■ Task directions ■
Each line of the data below must be given again exactly as written.

Point-per-instance localization data
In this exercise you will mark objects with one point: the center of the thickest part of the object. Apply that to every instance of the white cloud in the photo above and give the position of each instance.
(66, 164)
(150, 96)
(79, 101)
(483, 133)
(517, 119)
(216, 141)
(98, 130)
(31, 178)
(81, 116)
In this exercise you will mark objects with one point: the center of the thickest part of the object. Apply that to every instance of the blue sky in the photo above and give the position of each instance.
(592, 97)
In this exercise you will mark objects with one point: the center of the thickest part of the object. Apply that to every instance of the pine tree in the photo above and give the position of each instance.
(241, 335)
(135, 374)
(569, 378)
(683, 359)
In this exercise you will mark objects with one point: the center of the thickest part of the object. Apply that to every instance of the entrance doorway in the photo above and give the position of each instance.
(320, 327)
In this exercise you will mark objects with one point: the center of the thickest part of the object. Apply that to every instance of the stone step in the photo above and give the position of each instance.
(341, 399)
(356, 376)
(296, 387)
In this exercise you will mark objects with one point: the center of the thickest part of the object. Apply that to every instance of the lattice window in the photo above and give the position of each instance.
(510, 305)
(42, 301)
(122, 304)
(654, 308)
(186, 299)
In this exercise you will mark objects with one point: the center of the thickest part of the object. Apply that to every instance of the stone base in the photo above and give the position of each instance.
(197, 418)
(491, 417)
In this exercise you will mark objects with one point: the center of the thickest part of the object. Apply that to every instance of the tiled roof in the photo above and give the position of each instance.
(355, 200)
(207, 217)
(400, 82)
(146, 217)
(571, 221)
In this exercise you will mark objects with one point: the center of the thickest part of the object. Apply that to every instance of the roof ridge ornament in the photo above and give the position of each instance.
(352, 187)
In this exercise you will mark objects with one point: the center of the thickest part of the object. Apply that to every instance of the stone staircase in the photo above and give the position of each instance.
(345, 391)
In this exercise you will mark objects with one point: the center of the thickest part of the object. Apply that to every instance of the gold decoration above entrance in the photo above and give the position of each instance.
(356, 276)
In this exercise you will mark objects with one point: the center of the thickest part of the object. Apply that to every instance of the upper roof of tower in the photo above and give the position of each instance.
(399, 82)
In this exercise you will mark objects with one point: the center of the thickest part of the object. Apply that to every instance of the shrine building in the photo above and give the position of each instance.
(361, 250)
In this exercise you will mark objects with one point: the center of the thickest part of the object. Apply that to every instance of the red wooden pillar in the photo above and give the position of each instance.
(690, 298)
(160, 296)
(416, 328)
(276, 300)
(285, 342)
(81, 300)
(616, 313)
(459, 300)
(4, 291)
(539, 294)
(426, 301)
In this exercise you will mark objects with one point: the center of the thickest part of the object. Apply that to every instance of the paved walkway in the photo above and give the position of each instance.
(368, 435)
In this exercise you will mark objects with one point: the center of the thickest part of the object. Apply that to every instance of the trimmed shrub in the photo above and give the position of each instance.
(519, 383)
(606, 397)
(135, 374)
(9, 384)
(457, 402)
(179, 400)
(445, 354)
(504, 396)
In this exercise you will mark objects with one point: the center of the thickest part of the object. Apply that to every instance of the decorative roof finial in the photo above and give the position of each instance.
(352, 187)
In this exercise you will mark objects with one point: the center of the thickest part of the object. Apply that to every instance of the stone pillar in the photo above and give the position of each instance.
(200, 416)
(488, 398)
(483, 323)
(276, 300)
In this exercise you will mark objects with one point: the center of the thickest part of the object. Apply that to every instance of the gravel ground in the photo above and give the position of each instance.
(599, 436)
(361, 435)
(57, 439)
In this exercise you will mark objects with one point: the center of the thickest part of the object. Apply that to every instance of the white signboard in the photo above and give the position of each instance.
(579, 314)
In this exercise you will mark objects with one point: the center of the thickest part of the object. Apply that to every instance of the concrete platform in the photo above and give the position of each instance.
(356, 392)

■ Result for this task ■
In this exercise you will mark objects with one point: the center of the thickest part of the object. Apply that to every instance of the white cloud in the photo above and give the position of each instance.
(66, 164)
(150, 96)
(79, 101)
(483, 133)
(517, 119)
(216, 141)
(98, 130)
(31, 178)
(81, 116)
In this exercise you will mark objects with one point: the center of the thickest part of the object. Apply that to every instance of the blue sky in the photo above and give the position of each instance.
(592, 97)
In this exercise you will mark objects with one point: the center of the thickest part of the object. Apply that to every instance of the pine tree in the photo above and give the position of each instance.
(241, 335)
(135, 374)
(569, 378)
(683, 359)
In this exercise you will mark objects with one point: the center of the thickest part of the object. Apply that to every instance of the entrance doorway in the photo above and give the position of each instance.
(320, 327)
In this exercise you will mark objects with one point: the center of the thickest part of the object. Apply that to every instance of the stone step in the photo above and give the position of each instance.
(341, 399)
(356, 376)
(296, 387)
In this exercise you will mark objects with one point: the center of the thickest part of the object. Apply that to every instance of the lattice window in the photo above and give the position of each instance.
(510, 305)
(42, 301)
(122, 304)
(654, 308)
(186, 299)
In this exercise you will mark objects with one point: the center of the thickest part of the object. Apply that to every instance of the stone base in the photo above and give the position of each instance.
(197, 418)
(491, 417)
In this exercise you will mark objects with one point: the center of the thickest part of the object. Apply that to every instance of the tiled roof in the photo above and give the position of each instance.
(355, 200)
(207, 217)
(400, 82)
(146, 217)
(571, 221)
In this exercise you will mark objects with one point: the center of the thickest part of the object. Apply that to every instance of the roof ridge ornament in the photo above and give the position of each instance.
(352, 187)
In this exercise you will mark objects with one point: the center of the thickest part of the object. Apply that to every instance of the stone staircase in the photo above and give the position of each instance.
(345, 391)
In this exercise you will mark objects with one point: the center of the thickest part of the object. Apply that to every instance of the gold decoration above entrance in the photo above and give the position of each instance.
(356, 276)
In this exercise you will mark objects with one point: the center of the thickest part of the object. Apply that to every instance of the upper roof of tower in the photo above and give the position of each instance.
(399, 82)
In this exercise you will mark objects with one point: the center of the thickest part of the object. Apply that to every instance of the shrine building in the photo above and give the position of each instance.
(361, 250)
In this exercise you will mark objects with one point: the center of the thickest part of the object. Apply that to every instance of the red wooden pillar in the photo above and give the position of each instance.
(690, 298)
(160, 296)
(416, 328)
(276, 300)
(285, 342)
(81, 300)
(616, 313)
(459, 300)
(4, 291)
(539, 294)
(426, 301)
In this exercise you will mark objects with one point: the center of the thickest part of the object. Apply that to every instance of the paved walkway in the photo above and give the position of each instance.
(368, 435)
In this exercise you will mark objects with one point: the center of the thickest part of the object. Apply that to every instance of the trimmed shrub in the photo above and give the position of each instance.
(519, 383)
(606, 397)
(135, 374)
(9, 384)
(457, 402)
(179, 400)
(445, 354)
(504, 396)
In this exercise you will mark objects with one point: the center of the thickest part of the object. Apply that to every instance of the decorative roof finial in the photo above and give the position of each instance.
(352, 187)
In this exercise you will mark objects with one point: the center of the thickest part of the object. Apply that to every instance of the stone pillar in the photo above and give the position of each instance.
(200, 416)
(488, 398)
(483, 323)
(276, 300)
In this exercise you will mark objects with one point: the center of the thickest part of the object. Apply that to every instance of the gravel ground in the photo above and give the position of each instance.
(599, 436)
(361, 435)
(57, 439)
In this exercise you will mark objects with one point: the center of the thickest part of the object. Apply that to every instance of the white signboard in the photo above and give the position of each instance.
(579, 314)
In this exercise you will mark objects with one point: the center of the thickest part of the object. Apply that to every instance of the concrete platform in the photo above and give the position of each instance.
(356, 392)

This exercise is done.